▸ TEXT SECTION:
::::

In [1]:
# Data manipulation
import pandas as pd
import numpy as np
from scipy.optimize import minimize

# Linear Algebra
import cvxopt as opt
from cvxopt import solvers, blas

# Turn off progress printing
solvers.options['show_progress'] = False

# Data visualization
import matplotlib.pyplot as plt

# Type hinting
from typing import Tuple

In [2]:
DATA_PATH = 'data.csv'
WORK_DAYS_YEAR = 252
# TODO: Get the risk-free rate from a reliable source
RISK_FREE_RATE = 0.038  # 10-year US Treasury bond yield 3.8% annualized estimate
NUM_PORTFOLIOS = 10_000

In [3]:
def get_data() -> pd.DataFrame:
    data = pd.read_csv(DATA_PATH, parse_dates=['Date'])
    data['Return'] = data.groupby('Ticker')['PX_LAST'].pct_change()
    data.dropna(inplace=True)
    
    return data


def annualize_return(returns_df: pd.DataFrame) -> pd.DataFrame:
    return returns_df.mean() * WORK_DAYS_YEAR


def annualize_cov(returns_df: pd.DataFrame) -> pd.DataFrame:
    return returns_df.cov() * WORK_DAYS_YEAR

In [4]:
def portfolio_performance(weights: np.ndarray, returns_array: np.ndarray, cov_matrix: np.ndarray) -> Tuple[float, float]:
    '''
    Calculate the expected portfolio return and volatility.

::::

▸ PROVIDED RECORDS:
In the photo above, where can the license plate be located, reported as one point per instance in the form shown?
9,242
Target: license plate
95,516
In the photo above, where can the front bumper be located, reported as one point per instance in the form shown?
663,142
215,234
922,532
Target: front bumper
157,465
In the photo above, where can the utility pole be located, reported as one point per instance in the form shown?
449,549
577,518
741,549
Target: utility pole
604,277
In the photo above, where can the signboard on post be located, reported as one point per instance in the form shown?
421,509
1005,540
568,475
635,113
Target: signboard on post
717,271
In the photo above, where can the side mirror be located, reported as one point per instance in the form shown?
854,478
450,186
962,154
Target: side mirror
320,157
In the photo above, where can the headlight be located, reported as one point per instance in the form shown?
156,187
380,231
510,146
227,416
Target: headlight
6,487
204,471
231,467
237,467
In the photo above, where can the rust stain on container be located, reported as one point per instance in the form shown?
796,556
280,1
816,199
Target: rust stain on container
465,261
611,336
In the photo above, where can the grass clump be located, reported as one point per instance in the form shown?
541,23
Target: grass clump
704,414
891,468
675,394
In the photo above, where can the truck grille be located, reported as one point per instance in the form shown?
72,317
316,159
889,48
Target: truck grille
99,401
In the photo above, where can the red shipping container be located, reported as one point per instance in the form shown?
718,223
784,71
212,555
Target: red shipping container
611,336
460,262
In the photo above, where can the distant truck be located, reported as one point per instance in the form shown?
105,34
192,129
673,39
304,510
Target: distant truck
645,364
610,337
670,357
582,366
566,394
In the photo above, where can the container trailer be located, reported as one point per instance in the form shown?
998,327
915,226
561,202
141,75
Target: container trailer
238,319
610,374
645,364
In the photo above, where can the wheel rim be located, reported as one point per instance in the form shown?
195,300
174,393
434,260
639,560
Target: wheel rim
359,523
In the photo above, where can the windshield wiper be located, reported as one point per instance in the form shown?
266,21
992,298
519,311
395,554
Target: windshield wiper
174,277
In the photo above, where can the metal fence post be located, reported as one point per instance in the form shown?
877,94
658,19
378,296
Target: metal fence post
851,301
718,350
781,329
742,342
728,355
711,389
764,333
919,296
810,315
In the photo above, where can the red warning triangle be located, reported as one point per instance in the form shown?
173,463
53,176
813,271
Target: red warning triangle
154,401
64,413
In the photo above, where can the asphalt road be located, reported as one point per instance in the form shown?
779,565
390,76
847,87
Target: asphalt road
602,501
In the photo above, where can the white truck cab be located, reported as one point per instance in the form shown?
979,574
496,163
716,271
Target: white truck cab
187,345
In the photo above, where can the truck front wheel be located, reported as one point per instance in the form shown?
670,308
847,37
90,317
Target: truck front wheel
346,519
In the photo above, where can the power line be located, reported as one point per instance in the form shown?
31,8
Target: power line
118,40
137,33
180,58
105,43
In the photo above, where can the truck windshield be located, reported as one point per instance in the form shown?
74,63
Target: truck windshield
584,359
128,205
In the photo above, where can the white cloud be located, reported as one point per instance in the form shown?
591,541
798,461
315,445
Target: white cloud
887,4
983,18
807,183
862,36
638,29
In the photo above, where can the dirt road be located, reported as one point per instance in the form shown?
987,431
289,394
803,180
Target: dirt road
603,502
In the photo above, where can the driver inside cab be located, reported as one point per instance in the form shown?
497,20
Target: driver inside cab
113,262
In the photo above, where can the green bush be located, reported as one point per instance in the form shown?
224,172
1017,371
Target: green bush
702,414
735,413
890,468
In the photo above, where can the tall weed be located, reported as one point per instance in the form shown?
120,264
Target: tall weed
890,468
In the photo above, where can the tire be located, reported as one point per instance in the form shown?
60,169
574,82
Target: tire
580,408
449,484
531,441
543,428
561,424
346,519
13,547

::::

▸ SHORT EXERCISE A: Gather every line of the records that contains the string "dirt", and treat case as significant.
▸ SHORT EXERCISE B: Pick up the portfolio optimization notebook from the point where it stops and continue the code.

▸ FINAL ANSWER A:
In the photo above, where can the dirt road be located, reported as one point per instance in the form shown?
Target: dirt road

▸ FINAL ANSWER B:
    
    This function computes the expected return and volatility (standard deviation) of a portfolio
    given the asset weights, expected returns, and the covariance matrix of the asset returns.
    
    Parameters:
        weights (np.ndarray): Array of assets weights in the portfolio.
        returns_array (np.ndarray): Array of expected returns for each asset.
        cov_matrix (np.ndarray): Covariance matrix of asset returns.
        
    Returns:
        Tuple[float, float]: A tuple containing the portfolio's expected return and volatility.
    '''
    port_ret = np.dot(weights, returns_array)
    port_vol = np.sqrt(np.dot(weights.T, np.dot(cov_matrix, weights)))
    
    return port_ret, port_vol

In [5]:
def mvp(cov_matrix: np.ndarray, annual_returns: np.ndarray, *, short: bool = False) -> np.ndarray:
    '''
    Calculate the weights of the Minimum Variance Portfolio (MVP).
    
    The MVP is the portfolio with the lowest possible variance (risk) for a given set of assets.
    This function uses quadratic programming to find the optimal weights that minimize the portfolio variance.
    
    Parameters:
        cov_matrix (np.ndarray): Covariance matrix of asset returns.
        annual_returns (np.ndarray): Expected annual returns of each of the assets.
        short (bool, optional, keyword-only, default=False): If True, allows short selling (weights can be negative).
    
    Returns:
        np.ndarray: Optimal weights for the Minimum Variance Portfolio.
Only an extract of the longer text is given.